Text passage =>

—————

It's probably too much lift for the stock rockers.
Either get a new set of stud rockers and guideplates with HARDENED pushrods, or try shimming the rockers up a tad.

The stock non-adjustable rockers will only do so much lift.

What was the lift? I almost guarantee the lift is the issue.
 
Thanks guys!

These heads were set up for the 1.6 rockers. The springs don't coil bind till .620

Cam is 224/230 .533/.544. There's a mile of clearance to the guides.

After this I'm done with the stock stuff. I'm switching to stud mount before it runs again. I am just trying to figure out the best way to do that.

Anyone know what rockers come with the Hughes kit? It seems too cheap for that to be a very good rocker arm. Comp doesn't make one that looks like that anymore.

Steve
 

Thanks guys!

These heads were set up for the 1.6 rockers. The springs don't coil bind till .620

Cam is 224/230 .533/.544. There's a mile of clearance to the guides.

After this I'm done with the stock stuff. I'm switching to stud mount before it runs again. I am just trying to figure out the best way to do that.

Anyone know what rockers come with the Hughes kit? It seems too cheap for that to be a very good rocker arm. Comp doesn't make one that looks like that anymore.

Steve

was that an exhaust pushrod that bent?
.544 I believe is pushing it.

You said you;re using the stock rockers though...
does the stock rocker move enough to accomodate that?

I cant remember if it will.
 
I was running the stock rockers. It was an exhaust pushrod that bent. All the other ones seem fine, so I think its probably ok, or at least, this is the only problem I've had, but that's something to look at more closely for sure.
 
Thanks guys!

These heads were set up for the 1.6 rockers. The springs don't coil bind till .620

Cam is 224/230 .533/.544. There's a mile of clearance to the guides.

After this I'm done with the stock stuff. I'm switching to stud mount before it runs again. I am just trying to figure out the best way to do that.

Anyone know what rockers come with the Hughes kit? It seems too cheap for that to be a very good rocker arm. Comp doesn't make one that looks like that anymore.

—————

Data =>
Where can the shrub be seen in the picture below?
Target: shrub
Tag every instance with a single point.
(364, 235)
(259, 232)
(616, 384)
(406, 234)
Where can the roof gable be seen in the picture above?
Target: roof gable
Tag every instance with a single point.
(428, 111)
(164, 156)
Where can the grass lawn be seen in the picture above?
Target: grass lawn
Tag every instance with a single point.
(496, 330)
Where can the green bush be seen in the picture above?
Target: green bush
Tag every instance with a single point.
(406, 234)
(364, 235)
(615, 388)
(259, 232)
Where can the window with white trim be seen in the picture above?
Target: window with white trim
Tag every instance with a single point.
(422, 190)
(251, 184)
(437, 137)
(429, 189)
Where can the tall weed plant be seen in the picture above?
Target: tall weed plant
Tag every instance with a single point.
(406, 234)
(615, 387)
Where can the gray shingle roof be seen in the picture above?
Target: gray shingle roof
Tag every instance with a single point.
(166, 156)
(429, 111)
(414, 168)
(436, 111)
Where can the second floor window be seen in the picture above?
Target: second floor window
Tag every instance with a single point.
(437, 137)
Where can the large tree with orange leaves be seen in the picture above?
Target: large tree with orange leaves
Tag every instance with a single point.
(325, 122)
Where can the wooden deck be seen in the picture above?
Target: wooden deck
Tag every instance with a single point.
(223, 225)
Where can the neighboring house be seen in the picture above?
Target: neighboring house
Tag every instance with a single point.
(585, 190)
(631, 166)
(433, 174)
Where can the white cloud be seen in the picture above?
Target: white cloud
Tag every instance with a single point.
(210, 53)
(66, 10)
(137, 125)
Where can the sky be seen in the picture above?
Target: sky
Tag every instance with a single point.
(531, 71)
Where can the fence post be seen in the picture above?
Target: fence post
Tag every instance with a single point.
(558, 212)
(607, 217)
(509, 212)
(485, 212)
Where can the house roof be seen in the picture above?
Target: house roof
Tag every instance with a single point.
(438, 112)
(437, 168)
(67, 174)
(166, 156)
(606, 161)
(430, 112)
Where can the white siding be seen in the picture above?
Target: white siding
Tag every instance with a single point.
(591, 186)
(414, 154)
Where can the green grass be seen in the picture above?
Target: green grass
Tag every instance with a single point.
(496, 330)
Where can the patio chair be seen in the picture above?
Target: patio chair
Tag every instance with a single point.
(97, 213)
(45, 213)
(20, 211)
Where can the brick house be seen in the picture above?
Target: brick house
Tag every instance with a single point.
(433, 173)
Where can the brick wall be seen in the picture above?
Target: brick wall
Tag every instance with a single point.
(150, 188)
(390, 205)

—————

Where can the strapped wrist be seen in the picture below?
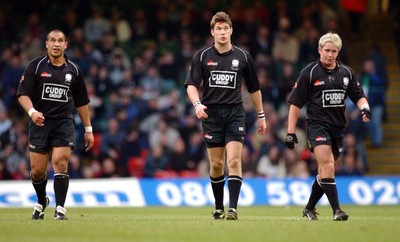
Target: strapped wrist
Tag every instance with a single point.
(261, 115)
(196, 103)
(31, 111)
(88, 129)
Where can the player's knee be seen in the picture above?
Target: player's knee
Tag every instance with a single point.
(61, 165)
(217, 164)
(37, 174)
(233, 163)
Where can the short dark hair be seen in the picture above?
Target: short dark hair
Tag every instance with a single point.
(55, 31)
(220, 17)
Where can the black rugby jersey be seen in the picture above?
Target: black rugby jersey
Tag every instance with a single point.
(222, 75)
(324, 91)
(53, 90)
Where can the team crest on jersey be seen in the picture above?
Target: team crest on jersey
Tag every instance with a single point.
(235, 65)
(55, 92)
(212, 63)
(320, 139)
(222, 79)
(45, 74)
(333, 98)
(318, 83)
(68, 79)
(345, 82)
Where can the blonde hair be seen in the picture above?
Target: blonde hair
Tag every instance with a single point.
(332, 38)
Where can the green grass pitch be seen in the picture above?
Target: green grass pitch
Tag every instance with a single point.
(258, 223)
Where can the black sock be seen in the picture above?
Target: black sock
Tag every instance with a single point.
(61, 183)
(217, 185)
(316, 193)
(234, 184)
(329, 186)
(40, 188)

—————

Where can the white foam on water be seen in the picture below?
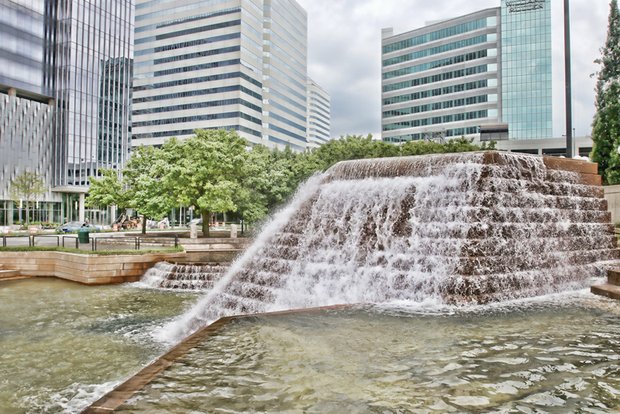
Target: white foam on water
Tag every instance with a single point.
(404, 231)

—————

Directives =>
- A) In the rocker arm discussion, update the stretch from "does the stock" through "closely for sure." by replacing "stock rockers" with "factory rockers".
- B) Answer these questions from the rocker arm discussion:
(i) What cam figures are given?
(ii) At what figure do the springs coil bind?
(iii) Which pushrod bent?
- C) Summarize the rocker arm discussion in two sentences.

Solutions to the problems =>
- A)
does the stock rocker move enough to accomodate that?

I cant remember if it will.
 
I was running the factory rockers. It was an exhaust pushrod that bent. All the other ones seem fine, so I think its probably ok, or at least, this is the only problem I've had, but that's something to look at more closely for sure.

- B)
(i) 224/230 .533/.544
(ii) .620
(iii) An exhaust pushrod

- C) Replies blame too much lift for the stock non-adjustable rockers and suggest either stud rockers and guideplates with hardened pushrods or shimming the rockers up. Steve reports a bent exhaust pushrod while running the stock rockers with a 224/230 .533/.544 cam, plans to switch to stud mount, and asks what rockers come with the Hughes kit.